| TASK DETAILS |
Reproduce every line below without any change, from the line containing "det: cooktop burner grate" down to the line containing "(504, 822), (588, 970)", with both of those lines included.

[Source rows]
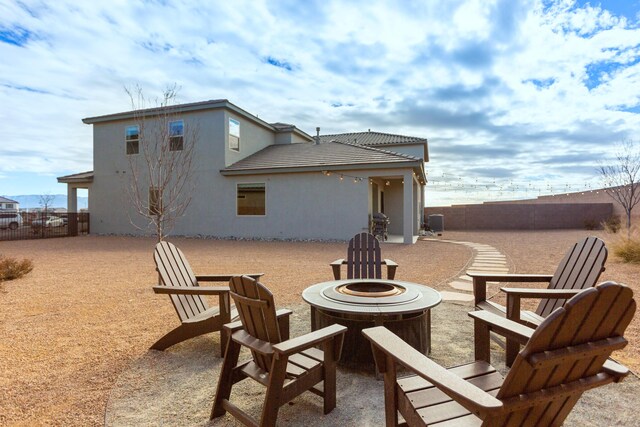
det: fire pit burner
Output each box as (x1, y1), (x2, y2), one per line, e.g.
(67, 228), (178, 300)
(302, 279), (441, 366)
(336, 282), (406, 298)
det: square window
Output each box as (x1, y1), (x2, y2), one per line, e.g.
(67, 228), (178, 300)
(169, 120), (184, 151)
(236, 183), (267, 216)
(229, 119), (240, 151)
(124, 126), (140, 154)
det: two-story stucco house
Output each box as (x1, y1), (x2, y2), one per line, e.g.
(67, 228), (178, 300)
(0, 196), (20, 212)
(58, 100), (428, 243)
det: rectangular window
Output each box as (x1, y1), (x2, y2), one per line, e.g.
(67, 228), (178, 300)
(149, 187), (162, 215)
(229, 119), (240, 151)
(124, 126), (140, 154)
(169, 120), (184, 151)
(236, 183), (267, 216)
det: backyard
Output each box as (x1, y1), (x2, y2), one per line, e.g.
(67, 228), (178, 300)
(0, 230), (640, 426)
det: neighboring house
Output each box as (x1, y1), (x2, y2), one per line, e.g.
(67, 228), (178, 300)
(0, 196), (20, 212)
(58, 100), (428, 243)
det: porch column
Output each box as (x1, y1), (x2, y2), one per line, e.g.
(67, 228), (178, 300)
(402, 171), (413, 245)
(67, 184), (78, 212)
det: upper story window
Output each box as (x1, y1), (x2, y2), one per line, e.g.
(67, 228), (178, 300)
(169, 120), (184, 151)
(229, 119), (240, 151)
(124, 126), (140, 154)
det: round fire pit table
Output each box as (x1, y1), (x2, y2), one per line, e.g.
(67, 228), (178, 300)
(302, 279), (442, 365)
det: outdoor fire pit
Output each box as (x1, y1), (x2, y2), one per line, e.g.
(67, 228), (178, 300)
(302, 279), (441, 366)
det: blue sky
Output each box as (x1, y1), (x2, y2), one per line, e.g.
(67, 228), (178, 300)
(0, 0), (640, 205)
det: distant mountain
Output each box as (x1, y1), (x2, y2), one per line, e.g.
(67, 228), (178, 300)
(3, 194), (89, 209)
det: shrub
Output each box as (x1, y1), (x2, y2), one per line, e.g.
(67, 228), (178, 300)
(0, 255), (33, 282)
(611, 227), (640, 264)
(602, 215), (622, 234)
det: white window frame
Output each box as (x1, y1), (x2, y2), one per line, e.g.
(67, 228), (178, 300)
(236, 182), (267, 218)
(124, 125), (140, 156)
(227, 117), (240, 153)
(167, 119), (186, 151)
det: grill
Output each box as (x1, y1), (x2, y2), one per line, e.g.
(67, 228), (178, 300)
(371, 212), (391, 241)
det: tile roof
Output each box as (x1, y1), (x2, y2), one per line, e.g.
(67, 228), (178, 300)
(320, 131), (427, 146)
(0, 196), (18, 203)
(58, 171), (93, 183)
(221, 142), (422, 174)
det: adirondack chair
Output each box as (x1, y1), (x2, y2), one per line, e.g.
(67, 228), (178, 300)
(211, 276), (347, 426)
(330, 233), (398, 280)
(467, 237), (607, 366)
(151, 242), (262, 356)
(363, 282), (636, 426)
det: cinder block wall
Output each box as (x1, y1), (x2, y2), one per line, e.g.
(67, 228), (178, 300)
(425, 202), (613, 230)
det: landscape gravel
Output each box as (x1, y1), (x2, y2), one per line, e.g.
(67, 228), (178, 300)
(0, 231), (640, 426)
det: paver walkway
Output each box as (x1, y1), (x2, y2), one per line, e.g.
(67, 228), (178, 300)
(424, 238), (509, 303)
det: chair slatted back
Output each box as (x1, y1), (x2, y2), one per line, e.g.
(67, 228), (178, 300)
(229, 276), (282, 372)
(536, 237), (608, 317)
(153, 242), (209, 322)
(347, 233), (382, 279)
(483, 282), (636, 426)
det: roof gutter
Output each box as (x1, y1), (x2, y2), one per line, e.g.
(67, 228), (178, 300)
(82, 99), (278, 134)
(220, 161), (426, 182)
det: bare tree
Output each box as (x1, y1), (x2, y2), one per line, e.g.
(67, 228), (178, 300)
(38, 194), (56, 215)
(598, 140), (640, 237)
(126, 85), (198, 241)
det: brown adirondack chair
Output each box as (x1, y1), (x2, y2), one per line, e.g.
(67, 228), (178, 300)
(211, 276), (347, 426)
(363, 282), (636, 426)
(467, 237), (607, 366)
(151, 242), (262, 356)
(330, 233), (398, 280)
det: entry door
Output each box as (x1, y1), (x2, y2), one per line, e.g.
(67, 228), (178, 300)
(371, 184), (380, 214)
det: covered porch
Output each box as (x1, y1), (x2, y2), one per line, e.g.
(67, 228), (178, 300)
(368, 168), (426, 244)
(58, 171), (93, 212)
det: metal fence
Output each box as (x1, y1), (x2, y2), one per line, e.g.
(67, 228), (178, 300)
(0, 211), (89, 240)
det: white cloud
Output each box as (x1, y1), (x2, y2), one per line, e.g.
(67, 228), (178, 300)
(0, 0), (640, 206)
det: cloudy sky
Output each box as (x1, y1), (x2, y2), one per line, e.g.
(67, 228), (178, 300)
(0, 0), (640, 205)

* * *

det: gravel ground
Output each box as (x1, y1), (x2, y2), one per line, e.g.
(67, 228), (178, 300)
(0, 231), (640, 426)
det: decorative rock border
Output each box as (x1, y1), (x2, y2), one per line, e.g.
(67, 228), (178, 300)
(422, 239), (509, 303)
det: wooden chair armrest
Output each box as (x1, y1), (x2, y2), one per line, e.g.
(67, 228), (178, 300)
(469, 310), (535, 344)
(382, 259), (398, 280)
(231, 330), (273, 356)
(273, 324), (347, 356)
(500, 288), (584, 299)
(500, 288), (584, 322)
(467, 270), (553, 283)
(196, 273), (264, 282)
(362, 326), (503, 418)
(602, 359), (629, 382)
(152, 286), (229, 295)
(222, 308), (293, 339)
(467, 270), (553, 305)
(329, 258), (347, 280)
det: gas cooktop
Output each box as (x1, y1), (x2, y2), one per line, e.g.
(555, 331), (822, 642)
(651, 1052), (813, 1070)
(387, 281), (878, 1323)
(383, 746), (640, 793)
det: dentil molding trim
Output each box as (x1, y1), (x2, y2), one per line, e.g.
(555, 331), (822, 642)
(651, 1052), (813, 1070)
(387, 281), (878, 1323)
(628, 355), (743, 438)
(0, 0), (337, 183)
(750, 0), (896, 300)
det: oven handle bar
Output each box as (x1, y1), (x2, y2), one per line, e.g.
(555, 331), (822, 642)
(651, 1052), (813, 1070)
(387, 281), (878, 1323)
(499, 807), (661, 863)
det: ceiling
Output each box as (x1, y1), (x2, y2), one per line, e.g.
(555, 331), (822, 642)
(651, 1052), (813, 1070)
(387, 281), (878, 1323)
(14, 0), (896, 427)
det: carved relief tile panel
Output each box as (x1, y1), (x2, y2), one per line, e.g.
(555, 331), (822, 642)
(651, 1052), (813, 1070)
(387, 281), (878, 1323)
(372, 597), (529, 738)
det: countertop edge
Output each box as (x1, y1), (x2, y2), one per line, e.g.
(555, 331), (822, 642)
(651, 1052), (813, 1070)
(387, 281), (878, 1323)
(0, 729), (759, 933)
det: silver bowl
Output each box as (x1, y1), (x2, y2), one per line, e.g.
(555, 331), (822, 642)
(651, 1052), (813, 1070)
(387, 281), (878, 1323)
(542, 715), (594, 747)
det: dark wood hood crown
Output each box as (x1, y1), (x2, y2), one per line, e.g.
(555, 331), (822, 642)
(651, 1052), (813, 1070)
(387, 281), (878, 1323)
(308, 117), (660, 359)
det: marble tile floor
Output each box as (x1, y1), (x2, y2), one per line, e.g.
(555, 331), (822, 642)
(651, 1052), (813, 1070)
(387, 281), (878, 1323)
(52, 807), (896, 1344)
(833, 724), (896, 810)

...

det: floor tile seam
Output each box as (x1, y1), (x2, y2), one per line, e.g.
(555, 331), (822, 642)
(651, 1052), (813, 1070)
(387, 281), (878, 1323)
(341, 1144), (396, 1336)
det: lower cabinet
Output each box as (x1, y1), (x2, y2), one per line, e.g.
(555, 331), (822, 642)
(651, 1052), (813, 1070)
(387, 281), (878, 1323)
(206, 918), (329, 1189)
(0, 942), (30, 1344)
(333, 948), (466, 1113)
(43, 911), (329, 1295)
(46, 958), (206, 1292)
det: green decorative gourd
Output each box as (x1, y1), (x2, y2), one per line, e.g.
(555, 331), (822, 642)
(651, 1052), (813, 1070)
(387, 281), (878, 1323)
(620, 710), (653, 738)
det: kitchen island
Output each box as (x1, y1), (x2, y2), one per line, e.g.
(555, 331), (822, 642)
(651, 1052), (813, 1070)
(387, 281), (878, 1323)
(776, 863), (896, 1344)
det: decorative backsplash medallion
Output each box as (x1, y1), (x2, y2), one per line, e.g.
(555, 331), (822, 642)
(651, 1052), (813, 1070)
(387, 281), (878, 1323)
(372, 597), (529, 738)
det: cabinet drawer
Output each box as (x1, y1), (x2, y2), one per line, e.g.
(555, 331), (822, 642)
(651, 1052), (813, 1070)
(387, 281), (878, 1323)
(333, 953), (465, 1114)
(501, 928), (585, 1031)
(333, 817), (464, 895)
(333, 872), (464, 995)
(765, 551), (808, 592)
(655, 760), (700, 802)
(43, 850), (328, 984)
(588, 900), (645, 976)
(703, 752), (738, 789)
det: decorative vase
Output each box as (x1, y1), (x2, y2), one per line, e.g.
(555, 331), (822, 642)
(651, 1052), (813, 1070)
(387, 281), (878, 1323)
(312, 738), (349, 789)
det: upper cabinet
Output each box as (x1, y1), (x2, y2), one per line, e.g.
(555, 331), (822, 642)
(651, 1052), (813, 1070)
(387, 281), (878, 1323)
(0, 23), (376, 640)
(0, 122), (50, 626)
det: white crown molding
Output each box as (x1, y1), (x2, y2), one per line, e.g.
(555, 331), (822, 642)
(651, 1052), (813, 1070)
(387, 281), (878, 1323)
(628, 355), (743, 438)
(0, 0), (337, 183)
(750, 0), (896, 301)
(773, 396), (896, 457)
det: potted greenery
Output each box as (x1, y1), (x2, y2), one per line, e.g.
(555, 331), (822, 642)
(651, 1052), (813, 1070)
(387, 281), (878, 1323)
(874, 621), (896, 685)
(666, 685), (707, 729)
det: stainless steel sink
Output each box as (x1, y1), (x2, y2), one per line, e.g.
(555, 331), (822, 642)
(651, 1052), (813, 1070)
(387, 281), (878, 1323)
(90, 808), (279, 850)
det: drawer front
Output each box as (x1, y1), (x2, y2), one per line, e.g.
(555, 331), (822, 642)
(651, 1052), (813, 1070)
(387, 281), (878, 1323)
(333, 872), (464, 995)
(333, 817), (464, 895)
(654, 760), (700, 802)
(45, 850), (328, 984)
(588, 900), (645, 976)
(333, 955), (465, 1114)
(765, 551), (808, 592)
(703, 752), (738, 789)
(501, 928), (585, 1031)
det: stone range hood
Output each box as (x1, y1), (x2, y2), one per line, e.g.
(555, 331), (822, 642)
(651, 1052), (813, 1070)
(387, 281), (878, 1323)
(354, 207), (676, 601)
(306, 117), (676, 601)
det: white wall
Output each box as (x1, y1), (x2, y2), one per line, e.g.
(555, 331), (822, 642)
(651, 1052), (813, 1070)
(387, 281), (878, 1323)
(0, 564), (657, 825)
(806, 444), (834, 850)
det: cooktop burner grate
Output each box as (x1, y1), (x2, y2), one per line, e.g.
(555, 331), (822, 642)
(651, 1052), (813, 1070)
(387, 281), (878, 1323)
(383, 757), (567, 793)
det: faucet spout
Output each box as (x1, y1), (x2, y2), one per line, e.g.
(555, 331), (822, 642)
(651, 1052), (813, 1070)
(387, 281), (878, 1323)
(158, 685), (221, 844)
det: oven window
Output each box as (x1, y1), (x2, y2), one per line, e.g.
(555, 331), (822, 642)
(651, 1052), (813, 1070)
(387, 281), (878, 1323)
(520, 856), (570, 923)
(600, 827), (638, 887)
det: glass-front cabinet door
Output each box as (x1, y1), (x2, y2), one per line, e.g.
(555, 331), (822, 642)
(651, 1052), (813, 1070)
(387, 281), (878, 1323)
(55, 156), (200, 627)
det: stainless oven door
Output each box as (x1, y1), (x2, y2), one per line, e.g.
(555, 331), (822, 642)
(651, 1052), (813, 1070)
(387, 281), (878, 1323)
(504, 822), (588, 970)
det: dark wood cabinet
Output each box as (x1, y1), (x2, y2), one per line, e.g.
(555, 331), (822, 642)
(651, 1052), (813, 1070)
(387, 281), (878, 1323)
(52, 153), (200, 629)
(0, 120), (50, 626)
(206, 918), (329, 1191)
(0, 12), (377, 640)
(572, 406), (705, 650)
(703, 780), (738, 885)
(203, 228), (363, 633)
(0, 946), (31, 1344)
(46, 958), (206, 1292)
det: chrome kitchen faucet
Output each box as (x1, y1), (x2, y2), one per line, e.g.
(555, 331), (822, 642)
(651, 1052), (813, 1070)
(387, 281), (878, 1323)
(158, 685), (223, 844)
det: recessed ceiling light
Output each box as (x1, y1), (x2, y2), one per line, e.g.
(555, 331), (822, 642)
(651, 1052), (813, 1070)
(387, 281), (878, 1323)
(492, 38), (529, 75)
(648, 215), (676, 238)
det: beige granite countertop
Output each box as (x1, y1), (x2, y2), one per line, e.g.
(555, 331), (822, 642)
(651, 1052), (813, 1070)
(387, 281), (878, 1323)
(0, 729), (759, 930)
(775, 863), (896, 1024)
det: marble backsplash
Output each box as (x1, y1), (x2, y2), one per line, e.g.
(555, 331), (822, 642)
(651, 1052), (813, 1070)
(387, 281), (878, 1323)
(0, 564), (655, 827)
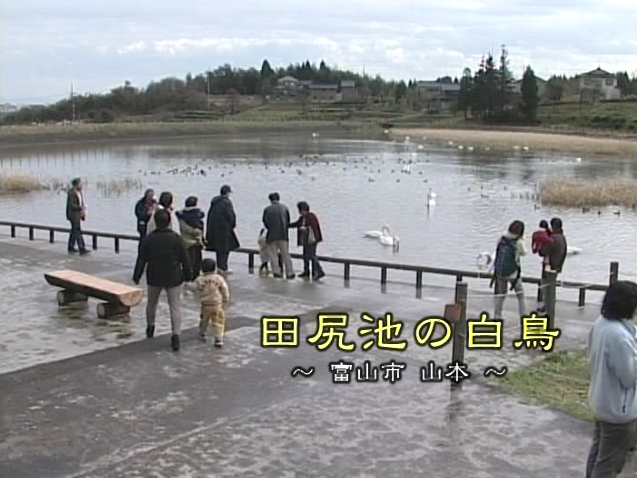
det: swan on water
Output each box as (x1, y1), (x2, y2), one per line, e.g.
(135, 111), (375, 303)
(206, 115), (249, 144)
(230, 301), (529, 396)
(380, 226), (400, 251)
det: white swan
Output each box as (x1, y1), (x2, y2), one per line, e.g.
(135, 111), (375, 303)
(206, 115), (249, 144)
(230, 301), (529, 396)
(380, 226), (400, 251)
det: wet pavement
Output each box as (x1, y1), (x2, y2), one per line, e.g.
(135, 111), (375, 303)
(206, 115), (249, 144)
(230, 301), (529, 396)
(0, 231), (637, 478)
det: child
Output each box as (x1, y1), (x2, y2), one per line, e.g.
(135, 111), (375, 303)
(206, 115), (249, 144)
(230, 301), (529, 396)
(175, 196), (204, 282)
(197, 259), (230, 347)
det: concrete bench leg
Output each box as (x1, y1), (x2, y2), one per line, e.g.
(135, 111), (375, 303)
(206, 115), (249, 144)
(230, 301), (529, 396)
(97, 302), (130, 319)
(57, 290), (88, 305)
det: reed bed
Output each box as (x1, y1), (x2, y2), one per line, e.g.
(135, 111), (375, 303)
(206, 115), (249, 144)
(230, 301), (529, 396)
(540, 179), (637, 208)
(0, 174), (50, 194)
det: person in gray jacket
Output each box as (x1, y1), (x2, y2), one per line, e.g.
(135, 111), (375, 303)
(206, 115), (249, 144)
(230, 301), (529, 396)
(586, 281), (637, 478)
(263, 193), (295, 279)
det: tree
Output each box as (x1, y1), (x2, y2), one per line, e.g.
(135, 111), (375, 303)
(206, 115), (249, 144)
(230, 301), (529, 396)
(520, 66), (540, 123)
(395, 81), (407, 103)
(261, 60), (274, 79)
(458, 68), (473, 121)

| FULL OUTPUT |
det: cooktop burner grate
Output each box as (x1, y1), (x2, y2), one per line, e.g.
(555, 331), (822, 642)
(651, 1052), (813, 1070)
(387, 281), (878, 1323)
(383, 757), (567, 793)
det: faucet spout
Output each box as (x1, y1), (x2, y2), one per line, e.g.
(555, 331), (822, 642)
(651, 1052), (813, 1070)
(387, 281), (878, 1323)
(158, 685), (221, 844)
det: oven window
Output each box as (x1, y1), (x2, y2), one per line, e.g.
(555, 331), (822, 642)
(651, 1052), (813, 1070)
(387, 281), (878, 1323)
(520, 856), (570, 923)
(600, 827), (638, 887)
det: glass-front cabinet door
Output each box as (x1, y1), (x2, y2), one per line, e.g.
(555, 331), (822, 642)
(651, 1052), (813, 1070)
(387, 281), (878, 1323)
(55, 156), (200, 627)
det: stainless oven door
Output each box as (x1, y1), (x2, y2), one per line, e.g.
(555, 331), (822, 642)
(651, 1052), (813, 1070)
(387, 281), (878, 1323)
(504, 822), (588, 970)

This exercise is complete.